┌─ Selected passage
Next-Gen Financial Fraud and Money Laundering Detection Using Real and Simulated Datasets: A Comparative Study of Machine Learning, Deep Learning, and Graph Neural Networks (GNNs)

 

Reshma Rajesh Sawant1, Srijan Kumar2*

1Master’s in Business Analytics, University of Hartford, Connecticut, USA.

2Department Of Mechanical Engineering Bhilai Institute of Technology, Durg, India.

*Corresponding Author E-mail: srijankumarshrivastava@gmail.com

 

ABSTRACT:

This study undertakes a comparative evaluation of ML and DL models across four different datasets for the detection of financial fraud: PaySim, IEEE-CIS, BankSim, and the 2023 Kaggle Credit Card Fraud dataset. Unlike earlier works with limitations of singular datasets and/or singular families of algorithms, this research focuses on hybrid model architectures, cross-dataset generalizability, and real-world trade-offs of implementation. We test different models empirically, including Random Forest, XGBoost, SVM, CNN, LSTM, and hybrid CNN-LSTM architectures, regarding several metrics such as accuracy, recall, F1-score, AUC-ROC, and false positive rates. The result shows that LSTM-and CNN-LSTM-are best suited for temporal datasets (PaySim, IEEE-CIS), while XGBoost and Random Forest are best suited for static datasets (Kaggle, BankSim). This paper, therefore, presents a solid non-overlapping framework that financial institutions could use to adopt AI systems concerning data type, latency requirements, and accuracy needs. Furthermore, considering the escalating danger of money laundering, the paper integrates the approach developed from recent advances in graph-based and temporal deep learning models such as MAGIC and Amatriciana. These models demonstrated powerful performance in modeling financial transaction networks and detecting illicit behavior.

 

KEYWORDS: Financial fraud detection, PaySim, IEEE-CIS, BankSim, credit card fraud, machine learning, deep learning, ensemble methods, hybrid models, anti-money laundering, AMLSim, MAGIC, Amatriciana, graph neural networks, temporal learning.

 

 

1. INTRODUCTION:

As per Association of Certified Fraud Examiners (ACFE 2024), fraud incidents cause a loss of more than $40 billion annually to the global financial industry16. With accelerated digitalization of financial services, especially in mobile transactions and cross-border payments, the attack vectors of cybercriminals expanded. Conventional rule-based systems for fraud detection are good at interpretability and simplicity but lack adaptability to changing fraud patterns13 (Singh & Zhao, 2023).
└─
┌─ Entries
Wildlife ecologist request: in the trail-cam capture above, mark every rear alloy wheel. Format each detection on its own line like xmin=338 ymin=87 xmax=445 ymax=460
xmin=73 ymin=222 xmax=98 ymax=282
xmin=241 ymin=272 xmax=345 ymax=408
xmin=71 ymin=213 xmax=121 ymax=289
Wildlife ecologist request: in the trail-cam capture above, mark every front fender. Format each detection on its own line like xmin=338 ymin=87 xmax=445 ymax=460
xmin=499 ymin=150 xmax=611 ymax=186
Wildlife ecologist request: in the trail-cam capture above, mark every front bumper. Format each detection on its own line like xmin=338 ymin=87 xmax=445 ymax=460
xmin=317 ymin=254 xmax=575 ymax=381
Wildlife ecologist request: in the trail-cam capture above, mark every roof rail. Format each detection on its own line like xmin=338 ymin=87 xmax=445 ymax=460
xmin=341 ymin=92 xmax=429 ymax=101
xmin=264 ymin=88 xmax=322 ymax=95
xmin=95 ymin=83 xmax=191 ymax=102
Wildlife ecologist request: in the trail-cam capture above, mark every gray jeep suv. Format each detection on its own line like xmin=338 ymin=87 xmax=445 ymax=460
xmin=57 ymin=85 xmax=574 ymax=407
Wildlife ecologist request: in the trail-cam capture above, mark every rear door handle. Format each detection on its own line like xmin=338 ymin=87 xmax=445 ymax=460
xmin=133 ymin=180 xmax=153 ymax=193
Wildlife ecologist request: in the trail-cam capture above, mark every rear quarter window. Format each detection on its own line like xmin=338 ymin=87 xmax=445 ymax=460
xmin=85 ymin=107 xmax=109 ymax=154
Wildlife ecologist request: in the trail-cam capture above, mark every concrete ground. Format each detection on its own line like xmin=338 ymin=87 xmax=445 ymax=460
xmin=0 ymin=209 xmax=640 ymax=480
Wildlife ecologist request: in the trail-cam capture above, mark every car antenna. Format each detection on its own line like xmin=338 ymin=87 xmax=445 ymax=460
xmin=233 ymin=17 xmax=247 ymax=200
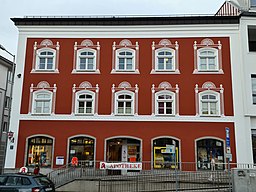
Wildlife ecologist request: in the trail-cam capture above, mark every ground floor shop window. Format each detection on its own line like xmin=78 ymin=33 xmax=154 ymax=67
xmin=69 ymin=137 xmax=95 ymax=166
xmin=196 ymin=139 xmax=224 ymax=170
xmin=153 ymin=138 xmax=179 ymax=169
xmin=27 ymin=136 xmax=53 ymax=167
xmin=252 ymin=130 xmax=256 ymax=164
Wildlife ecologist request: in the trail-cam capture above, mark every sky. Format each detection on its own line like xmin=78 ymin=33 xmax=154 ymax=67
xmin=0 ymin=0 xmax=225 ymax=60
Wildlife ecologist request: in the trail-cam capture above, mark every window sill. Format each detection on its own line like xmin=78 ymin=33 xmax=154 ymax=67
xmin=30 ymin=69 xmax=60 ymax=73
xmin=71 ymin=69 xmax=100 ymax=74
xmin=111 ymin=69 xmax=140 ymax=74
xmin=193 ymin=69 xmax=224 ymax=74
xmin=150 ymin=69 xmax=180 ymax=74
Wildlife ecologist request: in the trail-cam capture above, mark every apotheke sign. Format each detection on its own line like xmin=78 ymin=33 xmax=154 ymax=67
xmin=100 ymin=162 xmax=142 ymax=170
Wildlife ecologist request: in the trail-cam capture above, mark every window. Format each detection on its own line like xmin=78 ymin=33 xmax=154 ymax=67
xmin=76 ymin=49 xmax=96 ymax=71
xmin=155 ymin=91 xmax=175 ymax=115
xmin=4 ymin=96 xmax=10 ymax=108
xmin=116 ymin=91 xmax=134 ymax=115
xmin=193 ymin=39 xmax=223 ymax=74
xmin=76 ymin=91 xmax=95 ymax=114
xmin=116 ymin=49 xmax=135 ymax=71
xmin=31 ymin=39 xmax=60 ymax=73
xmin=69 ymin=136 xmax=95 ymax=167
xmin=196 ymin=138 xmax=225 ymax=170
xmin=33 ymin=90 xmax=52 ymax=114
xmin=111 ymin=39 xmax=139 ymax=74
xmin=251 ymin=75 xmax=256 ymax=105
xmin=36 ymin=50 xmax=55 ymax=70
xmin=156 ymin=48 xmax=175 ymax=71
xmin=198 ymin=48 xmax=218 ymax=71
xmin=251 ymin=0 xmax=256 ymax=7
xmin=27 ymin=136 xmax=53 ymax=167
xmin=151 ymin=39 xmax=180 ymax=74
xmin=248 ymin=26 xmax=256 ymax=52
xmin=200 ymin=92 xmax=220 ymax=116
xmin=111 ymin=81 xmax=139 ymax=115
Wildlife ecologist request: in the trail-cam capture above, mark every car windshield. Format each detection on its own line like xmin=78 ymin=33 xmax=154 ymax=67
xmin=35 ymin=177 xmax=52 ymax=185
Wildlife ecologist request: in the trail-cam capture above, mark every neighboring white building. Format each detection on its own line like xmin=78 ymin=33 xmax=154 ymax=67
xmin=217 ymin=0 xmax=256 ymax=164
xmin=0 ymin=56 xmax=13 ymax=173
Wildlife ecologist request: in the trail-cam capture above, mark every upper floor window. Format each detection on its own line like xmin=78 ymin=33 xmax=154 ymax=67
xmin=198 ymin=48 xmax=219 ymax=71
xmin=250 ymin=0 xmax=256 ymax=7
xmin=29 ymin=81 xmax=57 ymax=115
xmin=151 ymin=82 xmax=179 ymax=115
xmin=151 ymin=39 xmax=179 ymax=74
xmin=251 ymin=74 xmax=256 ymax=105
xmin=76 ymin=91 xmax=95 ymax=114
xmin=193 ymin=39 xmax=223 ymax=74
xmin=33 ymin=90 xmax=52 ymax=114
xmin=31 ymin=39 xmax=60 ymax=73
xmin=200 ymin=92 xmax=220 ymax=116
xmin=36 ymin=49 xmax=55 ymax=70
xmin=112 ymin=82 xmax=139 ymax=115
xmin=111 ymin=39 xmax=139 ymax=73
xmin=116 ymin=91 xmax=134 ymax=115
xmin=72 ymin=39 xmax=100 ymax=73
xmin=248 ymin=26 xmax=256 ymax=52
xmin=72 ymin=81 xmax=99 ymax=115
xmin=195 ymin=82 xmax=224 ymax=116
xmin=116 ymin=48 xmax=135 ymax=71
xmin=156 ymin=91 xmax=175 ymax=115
└─
┌─ Entries
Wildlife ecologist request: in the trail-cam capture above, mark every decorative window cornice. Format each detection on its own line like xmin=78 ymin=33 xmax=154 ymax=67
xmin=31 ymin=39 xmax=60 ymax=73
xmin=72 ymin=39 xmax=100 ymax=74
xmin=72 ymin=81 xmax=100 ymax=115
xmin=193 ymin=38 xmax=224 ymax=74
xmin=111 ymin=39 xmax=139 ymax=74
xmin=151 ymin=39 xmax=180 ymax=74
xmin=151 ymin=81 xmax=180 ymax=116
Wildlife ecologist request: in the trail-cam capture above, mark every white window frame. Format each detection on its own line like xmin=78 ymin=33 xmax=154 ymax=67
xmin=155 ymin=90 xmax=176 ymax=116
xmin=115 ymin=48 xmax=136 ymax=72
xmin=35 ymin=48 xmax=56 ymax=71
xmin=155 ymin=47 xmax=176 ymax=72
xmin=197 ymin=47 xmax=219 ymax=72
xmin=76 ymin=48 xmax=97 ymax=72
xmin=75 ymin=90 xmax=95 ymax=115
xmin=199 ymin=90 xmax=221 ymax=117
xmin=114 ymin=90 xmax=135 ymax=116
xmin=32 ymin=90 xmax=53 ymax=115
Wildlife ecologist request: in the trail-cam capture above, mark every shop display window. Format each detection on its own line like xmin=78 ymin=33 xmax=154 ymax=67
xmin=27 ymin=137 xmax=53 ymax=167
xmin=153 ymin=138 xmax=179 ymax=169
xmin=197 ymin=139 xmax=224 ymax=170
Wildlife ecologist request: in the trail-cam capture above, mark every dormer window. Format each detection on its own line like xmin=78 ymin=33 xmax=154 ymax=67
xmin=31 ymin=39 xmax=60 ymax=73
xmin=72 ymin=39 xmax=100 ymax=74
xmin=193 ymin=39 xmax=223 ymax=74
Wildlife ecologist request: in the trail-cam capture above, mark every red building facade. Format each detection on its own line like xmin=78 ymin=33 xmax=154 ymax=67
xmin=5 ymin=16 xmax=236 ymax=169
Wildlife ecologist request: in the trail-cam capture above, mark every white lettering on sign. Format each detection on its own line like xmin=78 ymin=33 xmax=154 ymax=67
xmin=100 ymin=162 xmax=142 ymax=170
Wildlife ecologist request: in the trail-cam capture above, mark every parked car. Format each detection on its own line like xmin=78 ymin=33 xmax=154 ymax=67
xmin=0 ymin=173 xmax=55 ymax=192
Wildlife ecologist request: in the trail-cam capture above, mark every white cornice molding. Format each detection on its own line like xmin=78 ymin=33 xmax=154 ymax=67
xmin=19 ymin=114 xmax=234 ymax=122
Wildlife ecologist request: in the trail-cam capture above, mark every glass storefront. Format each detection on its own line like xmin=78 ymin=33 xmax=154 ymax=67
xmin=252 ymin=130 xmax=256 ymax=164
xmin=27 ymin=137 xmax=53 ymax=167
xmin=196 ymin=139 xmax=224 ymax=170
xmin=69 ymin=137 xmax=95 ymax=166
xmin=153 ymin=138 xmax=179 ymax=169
└─
*What this task involves*:
Please carry the paper on financial fraud detection forward from its last sentence. These lines have nothing to do with the paper on financial fraud detection.

*Final answer*:
 

Using various ML approaches and DL advancements, dynamic pattern learning and near real-time implementation of fraud detection are now in place. In their study, West and Bhattacharya (2016) emphasize the innovative model's power that renders multiscalar and adaptive capabilities unavailable to the conventional one14. Carcillo et al. (2021) also stress the relevance of fully automated ML pipelines for financial applications. Nonetheless, a lot of the existing work is restricted to performance on single-source datasets or algorithms4. Hence, this paper evaluates the models on heterogeneous sources of data to confirm generalized performance.

 

Being an act of money laundering involves disguising the origin of illicit funds and is a very challenging act to prosecute apart from a general financial fraud. Recent studies have further proved voices in favor of such models as graph-based approaches, including GNNs or temporal-aware architectures, to detect such schemes. MAGIC (Wójcik, 2025), as well as Amatriciana (Di Gennaro et al., 2025), uses structural and temporal information from the network of financial transactions to improve AML detection17,18. We, therefore, expand the scope of our work by leveraging learnings made relevant by these approaches.

 

Although the present research focuses on detecting financial fraud using data mining and AI, a basic understanding of scalable computing and efficient processor architectures still remains relevant. Previous research dealt with fault-tolerant multistage interconnection networks19, cache associativity in multicore systems20, and dependency management in superscalar pipelining21, laying the foundation for high-performance computing infrastructure required for model training and deployment at scale.

 

Datasets and Preprocessing:

PaySim:

PaySim is considered as the modeling of mobile money transactions and contains over 6.3 million records including normal and fraudulent transaction types. We restrict our evaluation to two types of transactions-prone to fraudulent behavior,"cash-out" and "transfer"10 which are most prone to fraud (Lopez-Rojas & Axelsson, 2016).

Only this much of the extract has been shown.